» **Required work**: Please return every line of the records below that holds the word "tire".

» **Dataset records**:

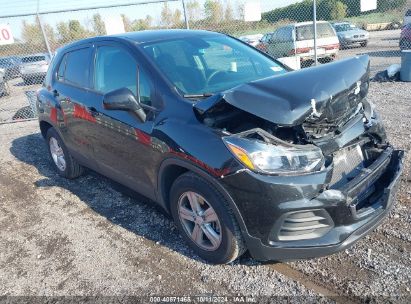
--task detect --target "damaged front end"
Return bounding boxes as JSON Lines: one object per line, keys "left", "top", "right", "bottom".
{"left": 193, "top": 55, "right": 404, "bottom": 260}
{"left": 194, "top": 55, "right": 392, "bottom": 185}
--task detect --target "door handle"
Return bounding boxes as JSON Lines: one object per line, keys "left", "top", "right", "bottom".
{"left": 87, "top": 106, "right": 99, "bottom": 117}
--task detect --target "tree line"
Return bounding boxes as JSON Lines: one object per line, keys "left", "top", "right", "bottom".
{"left": 262, "top": 0, "right": 407, "bottom": 23}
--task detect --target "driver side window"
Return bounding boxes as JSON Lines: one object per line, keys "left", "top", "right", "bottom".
{"left": 94, "top": 46, "right": 152, "bottom": 106}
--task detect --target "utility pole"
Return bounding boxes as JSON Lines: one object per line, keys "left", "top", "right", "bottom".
{"left": 313, "top": 0, "right": 318, "bottom": 66}
{"left": 36, "top": 0, "right": 52, "bottom": 57}
{"left": 182, "top": 0, "right": 189, "bottom": 29}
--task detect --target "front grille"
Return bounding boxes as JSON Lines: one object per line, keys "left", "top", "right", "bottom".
{"left": 273, "top": 209, "right": 334, "bottom": 241}
{"left": 330, "top": 144, "right": 365, "bottom": 188}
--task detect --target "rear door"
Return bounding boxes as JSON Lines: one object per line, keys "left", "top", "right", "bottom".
{"left": 86, "top": 42, "right": 158, "bottom": 199}
{"left": 53, "top": 46, "right": 96, "bottom": 164}
{"left": 276, "top": 26, "right": 295, "bottom": 57}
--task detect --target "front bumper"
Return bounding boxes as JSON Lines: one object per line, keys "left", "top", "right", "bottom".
{"left": 220, "top": 148, "right": 404, "bottom": 261}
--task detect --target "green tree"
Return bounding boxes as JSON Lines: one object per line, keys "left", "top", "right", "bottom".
{"left": 172, "top": 9, "right": 183, "bottom": 27}
{"left": 121, "top": 14, "right": 132, "bottom": 32}
{"left": 330, "top": 1, "right": 347, "bottom": 20}
{"left": 186, "top": 0, "right": 201, "bottom": 21}
{"left": 160, "top": 1, "right": 173, "bottom": 28}
{"left": 57, "top": 20, "right": 90, "bottom": 43}
{"left": 340, "top": 0, "right": 406, "bottom": 17}
{"left": 56, "top": 21, "right": 70, "bottom": 43}
{"left": 21, "top": 17, "right": 55, "bottom": 50}
{"left": 68, "top": 20, "right": 89, "bottom": 40}
{"left": 318, "top": 0, "right": 347, "bottom": 20}
{"left": 225, "top": 0, "right": 234, "bottom": 21}
{"left": 91, "top": 13, "right": 106, "bottom": 35}
{"left": 204, "top": 0, "right": 224, "bottom": 23}
{"left": 131, "top": 15, "right": 153, "bottom": 31}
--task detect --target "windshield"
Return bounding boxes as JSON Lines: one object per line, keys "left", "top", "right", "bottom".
{"left": 141, "top": 35, "right": 286, "bottom": 95}
{"left": 334, "top": 23, "right": 357, "bottom": 32}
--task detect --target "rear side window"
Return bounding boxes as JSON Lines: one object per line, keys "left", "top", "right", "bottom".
{"left": 275, "top": 27, "right": 293, "bottom": 42}
{"left": 58, "top": 47, "right": 91, "bottom": 88}
{"left": 296, "top": 23, "right": 335, "bottom": 41}
{"left": 406, "top": 9, "right": 411, "bottom": 16}
{"left": 57, "top": 54, "right": 67, "bottom": 80}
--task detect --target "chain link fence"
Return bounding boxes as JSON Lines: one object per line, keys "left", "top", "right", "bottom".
{"left": 0, "top": 0, "right": 409, "bottom": 123}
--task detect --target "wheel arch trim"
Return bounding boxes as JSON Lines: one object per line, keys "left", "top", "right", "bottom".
{"left": 156, "top": 157, "right": 250, "bottom": 237}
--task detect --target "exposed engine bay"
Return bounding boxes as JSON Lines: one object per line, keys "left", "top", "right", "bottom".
{"left": 193, "top": 55, "right": 390, "bottom": 190}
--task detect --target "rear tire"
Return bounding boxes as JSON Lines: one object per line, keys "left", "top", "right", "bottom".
{"left": 360, "top": 41, "right": 368, "bottom": 47}
{"left": 170, "top": 172, "right": 246, "bottom": 264}
{"left": 46, "top": 127, "right": 84, "bottom": 179}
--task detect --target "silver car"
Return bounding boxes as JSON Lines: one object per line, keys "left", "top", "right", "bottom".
{"left": 332, "top": 22, "right": 369, "bottom": 48}
{"left": 20, "top": 53, "right": 51, "bottom": 85}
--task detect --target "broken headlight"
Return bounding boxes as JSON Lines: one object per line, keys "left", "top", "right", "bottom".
{"left": 223, "top": 135, "right": 324, "bottom": 175}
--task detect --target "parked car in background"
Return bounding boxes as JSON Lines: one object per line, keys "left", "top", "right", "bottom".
{"left": 404, "top": 9, "right": 411, "bottom": 25}
{"left": 0, "top": 56, "right": 21, "bottom": 80}
{"left": 37, "top": 30, "right": 403, "bottom": 264}
{"left": 260, "top": 21, "right": 339, "bottom": 67}
{"left": 256, "top": 32, "right": 274, "bottom": 53}
{"left": 238, "top": 34, "right": 263, "bottom": 47}
{"left": 332, "top": 22, "right": 369, "bottom": 48}
{"left": 400, "top": 23, "right": 411, "bottom": 50}
{"left": 0, "top": 68, "right": 10, "bottom": 96}
{"left": 20, "top": 53, "right": 51, "bottom": 84}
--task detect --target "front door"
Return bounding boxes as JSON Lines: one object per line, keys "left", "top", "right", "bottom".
{"left": 87, "top": 43, "right": 159, "bottom": 199}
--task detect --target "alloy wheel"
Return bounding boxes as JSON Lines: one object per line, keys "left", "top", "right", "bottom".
{"left": 177, "top": 191, "right": 222, "bottom": 251}
{"left": 49, "top": 137, "right": 66, "bottom": 172}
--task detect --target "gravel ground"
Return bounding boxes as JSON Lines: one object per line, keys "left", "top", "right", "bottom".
{"left": 0, "top": 121, "right": 323, "bottom": 299}
{"left": 339, "top": 29, "right": 403, "bottom": 76}
{"left": 288, "top": 81, "right": 411, "bottom": 301}
{"left": 0, "top": 80, "right": 410, "bottom": 302}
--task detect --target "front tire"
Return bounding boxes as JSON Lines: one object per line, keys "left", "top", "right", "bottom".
{"left": 170, "top": 172, "right": 246, "bottom": 264}
{"left": 46, "top": 127, "right": 84, "bottom": 179}
{"left": 360, "top": 41, "right": 368, "bottom": 47}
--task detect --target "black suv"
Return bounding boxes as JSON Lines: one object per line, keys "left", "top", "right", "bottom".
{"left": 37, "top": 30, "right": 403, "bottom": 264}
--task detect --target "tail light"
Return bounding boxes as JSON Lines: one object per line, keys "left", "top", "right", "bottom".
{"left": 324, "top": 43, "right": 340, "bottom": 50}
{"left": 289, "top": 47, "right": 311, "bottom": 55}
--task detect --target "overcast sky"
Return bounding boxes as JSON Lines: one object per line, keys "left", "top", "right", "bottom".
{"left": 0, "top": 0, "right": 303, "bottom": 39}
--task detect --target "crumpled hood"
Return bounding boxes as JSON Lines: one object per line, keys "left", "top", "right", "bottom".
{"left": 194, "top": 55, "right": 370, "bottom": 126}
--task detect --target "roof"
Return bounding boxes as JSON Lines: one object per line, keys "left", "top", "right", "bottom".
{"left": 114, "top": 29, "right": 219, "bottom": 43}
{"left": 332, "top": 22, "right": 351, "bottom": 25}
{"left": 293, "top": 20, "right": 330, "bottom": 26}
{"left": 61, "top": 29, "right": 222, "bottom": 51}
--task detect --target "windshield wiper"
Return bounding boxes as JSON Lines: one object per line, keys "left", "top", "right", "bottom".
{"left": 183, "top": 93, "right": 213, "bottom": 99}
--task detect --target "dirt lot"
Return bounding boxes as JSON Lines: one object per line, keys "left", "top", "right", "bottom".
{"left": 0, "top": 79, "right": 410, "bottom": 301}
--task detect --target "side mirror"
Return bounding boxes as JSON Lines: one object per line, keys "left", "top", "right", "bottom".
{"left": 103, "top": 87, "right": 146, "bottom": 122}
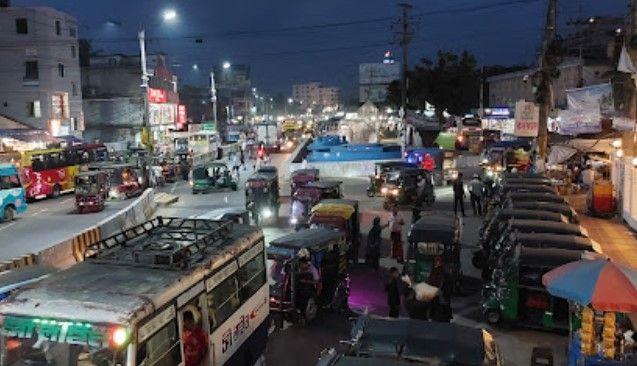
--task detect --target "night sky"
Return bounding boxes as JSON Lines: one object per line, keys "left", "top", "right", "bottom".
{"left": 14, "top": 0, "right": 630, "bottom": 97}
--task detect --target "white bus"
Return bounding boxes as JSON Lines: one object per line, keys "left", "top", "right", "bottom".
{"left": 0, "top": 217, "right": 269, "bottom": 366}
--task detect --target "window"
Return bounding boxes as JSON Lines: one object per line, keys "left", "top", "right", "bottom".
{"left": 70, "top": 45, "right": 76, "bottom": 58}
{"left": 55, "top": 20, "right": 61, "bottom": 36}
{"left": 72, "top": 82, "right": 77, "bottom": 96}
{"left": 69, "top": 27, "right": 76, "bottom": 37}
{"left": 0, "top": 175, "right": 21, "bottom": 190}
{"left": 26, "top": 100, "right": 41, "bottom": 118}
{"left": 238, "top": 252, "right": 266, "bottom": 302}
{"left": 57, "top": 63, "right": 64, "bottom": 78}
{"left": 15, "top": 18, "right": 27, "bottom": 34}
{"left": 207, "top": 275, "right": 240, "bottom": 331}
{"left": 136, "top": 321, "right": 182, "bottom": 366}
{"left": 24, "top": 61, "right": 38, "bottom": 80}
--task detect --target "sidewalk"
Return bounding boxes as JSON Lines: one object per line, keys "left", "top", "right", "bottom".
{"left": 568, "top": 194, "right": 637, "bottom": 268}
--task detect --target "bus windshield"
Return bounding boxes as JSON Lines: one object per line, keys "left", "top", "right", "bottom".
{"left": 1, "top": 316, "right": 127, "bottom": 366}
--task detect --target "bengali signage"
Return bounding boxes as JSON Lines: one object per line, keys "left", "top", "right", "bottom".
{"left": 514, "top": 100, "right": 539, "bottom": 137}
{"left": 147, "top": 88, "right": 168, "bottom": 103}
{"left": 177, "top": 105, "right": 187, "bottom": 127}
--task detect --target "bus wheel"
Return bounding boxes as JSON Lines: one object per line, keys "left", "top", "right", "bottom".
{"left": 485, "top": 309, "right": 501, "bottom": 325}
{"left": 3, "top": 207, "right": 15, "bottom": 222}
{"left": 51, "top": 184, "right": 61, "bottom": 198}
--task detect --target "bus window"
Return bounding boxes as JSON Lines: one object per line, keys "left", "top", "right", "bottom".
{"left": 136, "top": 320, "right": 182, "bottom": 366}
{"left": 0, "top": 174, "right": 21, "bottom": 189}
{"left": 238, "top": 252, "right": 266, "bottom": 302}
{"left": 207, "top": 276, "right": 240, "bottom": 330}
{"left": 31, "top": 154, "right": 44, "bottom": 171}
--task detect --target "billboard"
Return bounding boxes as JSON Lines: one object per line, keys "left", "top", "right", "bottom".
{"left": 514, "top": 100, "right": 539, "bottom": 137}
{"left": 359, "top": 63, "right": 400, "bottom": 85}
{"left": 359, "top": 85, "right": 390, "bottom": 103}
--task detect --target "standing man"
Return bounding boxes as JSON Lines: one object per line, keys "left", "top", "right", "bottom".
{"left": 385, "top": 267, "right": 401, "bottom": 318}
{"left": 468, "top": 174, "right": 485, "bottom": 216}
{"left": 389, "top": 206, "right": 405, "bottom": 263}
{"left": 182, "top": 311, "right": 208, "bottom": 366}
{"left": 453, "top": 173, "right": 466, "bottom": 217}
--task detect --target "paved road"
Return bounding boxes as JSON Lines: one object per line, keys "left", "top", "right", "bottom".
{"left": 0, "top": 194, "right": 131, "bottom": 262}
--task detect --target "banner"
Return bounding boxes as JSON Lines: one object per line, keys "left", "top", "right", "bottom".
{"left": 566, "top": 83, "right": 614, "bottom": 117}
{"left": 556, "top": 109, "right": 602, "bottom": 136}
{"left": 514, "top": 100, "right": 539, "bottom": 137}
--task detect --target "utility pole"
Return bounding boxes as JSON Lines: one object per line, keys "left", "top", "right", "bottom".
{"left": 138, "top": 28, "right": 151, "bottom": 152}
{"left": 396, "top": 2, "right": 413, "bottom": 151}
{"left": 535, "top": 0, "right": 558, "bottom": 159}
{"left": 210, "top": 72, "right": 218, "bottom": 125}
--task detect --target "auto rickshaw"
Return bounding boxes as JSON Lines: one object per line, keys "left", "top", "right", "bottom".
{"left": 502, "top": 177, "right": 554, "bottom": 186}
{"left": 290, "top": 181, "right": 343, "bottom": 227}
{"left": 89, "top": 163, "right": 144, "bottom": 199}
{"left": 160, "top": 158, "right": 178, "bottom": 183}
{"left": 196, "top": 206, "right": 250, "bottom": 224}
{"left": 407, "top": 214, "right": 462, "bottom": 292}
{"left": 74, "top": 171, "right": 108, "bottom": 213}
{"left": 496, "top": 183, "right": 556, "bottom": 197}
{"left": 246, "top": 168, "right": 280, "bottom": 225}
{"left": 367, "top": 162, "right": 419, "bottom": 197}
{"left": 499, "top": 192, "right": 567, "bottom": 210}
{"left": 480, "top": 209, "right": 568, "bottom": 246}
{"left": 267, "top": 228, "right": 349, "bottom": 324}
{"left": 291, "top": 168, "right": 320, "bottom": 196}
{"left": 483, "top": 246, "right": 586, "bottom": 330}
{"left": 190, "top": 162, "right": 238, "bottom": 194}
{"left": 341, "top": 315, "right": 503, "bottom": 365}
{"left": 309, "top": 201, "right": 361, "bottom": 262}
{"left": 381, "top": 168, "right": 432, "bottom": 210}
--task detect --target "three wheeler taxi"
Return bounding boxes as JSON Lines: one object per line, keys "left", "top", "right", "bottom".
{"left": 367, "top": 162, "right": 419, "bottom": 197}
{"left": 74, "top": 171, "right": 108, "bottom": 213}
{"left": 380, "top": 168, "right": 432, "bottom": 210}
{"left": 190, "top": 161, "right": 238, "bottom": 194}
{"left": 480, "top": 209, "right": 568, "bottom": 246}
{"left": 500, "top": 192, "right": 567, "bottom": 208}
{"left": 291, "top": 168, "right": 320, "bottom": 196}
{"left": 507, "top": 201, "right": 580, "bottom": 223}
{"left": 483, "top": 247, "right": 586, "bottom": 330}
{"left": 267, "top": 228, "right": 349, "bottom": 323}
{"left": 309, "top": 201, "right": 361, "bottom": 262}
{"left": 196, "top": 206, "right": 250, "bottom": 224}
{"left": 290, "top": 181, "right": 343, "bottom": 227}
{"left": 246, "top": 169, "right": 280, "bottom": 225}
{"left": 407, "top": 214, "right": 462, "bottom": 292}
{"left": 497, "top": 183, "right": 557, "bottom": 196}
{"left": 342, "top": 315, "right": 503, "bottom": 365}
{"left": 88, "top": 163, "right": 144, "bottom": 199}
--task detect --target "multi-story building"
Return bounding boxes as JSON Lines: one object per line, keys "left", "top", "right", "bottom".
{"left": 0, "top": 3, "right": 83, "bottom": 136}
{"left": 562, "top": 16, "right": 623, "bottom": 63}
{"left": 292, "top": 82, "right": 340, "bottom": 109}
{"left": 82, "top": 53, "right": 181, "bottom": 146}
{"left": 487, "top": 58, "right": 612, "bottom": 108}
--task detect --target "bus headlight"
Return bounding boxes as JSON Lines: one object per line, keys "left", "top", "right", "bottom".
{"left": 262, "top": 208, "right": 273, "bottom": 219}
{"left": 112, "top": 327, "right": 129, "bottom": 347}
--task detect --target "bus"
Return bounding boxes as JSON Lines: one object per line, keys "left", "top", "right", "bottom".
{"left": 0, "top": 144, "right": 108, "bottom": 200}
{"left": 0, "top": 217, "right": 269, "bottom": 366}
{"left": 0, "top": 165, "right": 27, "bottom": 221}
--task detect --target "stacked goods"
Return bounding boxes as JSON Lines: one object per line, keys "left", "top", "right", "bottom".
{"left": 581, "top": 307, "right": 595, "bottom": 356}
{"left": 602, "top": 312, "right": 616, "bottom": 359}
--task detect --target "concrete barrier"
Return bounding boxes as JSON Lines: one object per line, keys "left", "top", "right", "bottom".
{"left": 7, "top": 188, "right": 157, "bottom": 272}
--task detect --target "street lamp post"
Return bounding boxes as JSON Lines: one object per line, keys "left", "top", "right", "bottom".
{"left": 210, "top": 72, "right": 218, "bottom": 125}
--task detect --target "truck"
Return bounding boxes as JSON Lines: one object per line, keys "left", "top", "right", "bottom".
{"left": 255, "top": 122, "right": 280, "bottom": 152}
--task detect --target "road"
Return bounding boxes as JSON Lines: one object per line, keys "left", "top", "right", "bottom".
{"left": 0, "top": 194, "right": 131, "bottom": 262}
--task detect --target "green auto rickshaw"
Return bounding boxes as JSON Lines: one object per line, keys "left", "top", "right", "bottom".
{"left": 483, "top": 246, "right": 585, "bottom": 330}
{"left": 190, "top": 162, "right": 238, "bottom": 194}
{"left": 367, "top": 162, "right": 419, "bottom": 197}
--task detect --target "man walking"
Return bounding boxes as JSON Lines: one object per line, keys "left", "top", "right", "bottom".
{"left": 468, "top": 174, "right": 485, "bottom": 216}
{"left": 389, "top": 206, "right": 405, "bottom": 263}
{"left": 453, "top": 173, "right": 466, "bottom": 217}
{"left": 385, "top": 267, "right": 401, "bottom": 318}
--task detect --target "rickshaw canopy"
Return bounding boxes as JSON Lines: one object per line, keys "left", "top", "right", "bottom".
{"left": 409, "top": 214, "right": 458, "bottom": 244}
{"left": 506, "top": 192, "right": 566, "bottom": 204}
{"left": 493, "top": 209, "right": 567, "bottom": 223}
{"left": 268, "top": 228, "right": 345, "bottom": 259}
{"left": 500, "top": 184, "right": 556, "bottom": 194}
{"left": 508, "top": 201, "right": 579, "bottom": 222}
{"left": 311, "top": 203, "right": 355, "bottom": 220}
{"left": 516, "top": 246, "right": 586, "bottom": 267}
{"left": 507, "top": 219, "right": 588, "bottom": 237}
{"left": 513, "top": 233, "right": 595, "bottom": 252}
{"left": 306, "top": 180, "right": 342, "bottom": 190}
{"left": 291, "top": 168, "right": 319, "bottom": 181}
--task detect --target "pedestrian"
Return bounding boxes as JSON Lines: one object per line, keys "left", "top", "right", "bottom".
{"left": 468, "top": 174, "right": 484, "bottom": 216}
{"left": 231, "top": 152, "right": 240, "bottom": 177}
{"left": 452, "top": 172, "right": 466, "bottom": 217}
{"left": 582, "top": 164, "right": 595, "bottom": 191}
{"left": 366, "top": 217, "right": 386, "bottom": 269}
{"left": 389, "top": 206, "right": 405, "bottom": 263}
{"left": 385, "top": 267, "right": 401, "bottom": 318}
{"left": 239, "top": 148, "right": 245, "bottom": 171}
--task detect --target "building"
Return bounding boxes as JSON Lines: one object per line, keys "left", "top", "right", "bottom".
{"left": 487, "top": 58, "right": 612, "bottom": 108}
{"left": 0, "top": 3, "right": 83, "bottom": 136}
{"left": 359, "top": 54, "right": 400, "bottom": 103}
{"left": 563, "top": 16, "right": 623, "bottom": 63}
{"left": 292, "top": 82, "right": 340, "bottom": 109}
{"left": 82, "top": 53, "right": 181, "bottom": 146}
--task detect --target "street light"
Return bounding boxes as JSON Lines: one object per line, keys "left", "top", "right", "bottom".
{"left": 222, "top": 61, "right": 231, "bottom": 70}
{"left": 162, "top": 9, "right": 177, "bottom": 22}
{"left": 192, "top": 64, "right": 198, "bottom": 71}
{"left": 287, "top": 98, "right": 293, "bottom": 104}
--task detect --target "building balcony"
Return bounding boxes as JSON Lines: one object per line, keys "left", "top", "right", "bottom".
{"left": 22, "top": 77, "right": 39, "bottom": 86}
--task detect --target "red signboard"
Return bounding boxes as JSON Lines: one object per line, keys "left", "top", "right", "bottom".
{"left": 178, "top": 105, "right": 187, "bottom": 125}
{"left": 147, "top": 88, "right": 167, "bottom": 103}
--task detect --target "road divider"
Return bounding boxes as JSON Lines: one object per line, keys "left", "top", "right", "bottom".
{"left": 155, "top": 192, "right": 179, "bottom": 206}
{"left": 3, "top": 188, "right": 157, "bottom": 273}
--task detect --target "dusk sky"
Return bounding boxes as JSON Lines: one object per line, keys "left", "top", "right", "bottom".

» **Task output**:
--task detect --target "rear tire"
--task detect --target "front tire"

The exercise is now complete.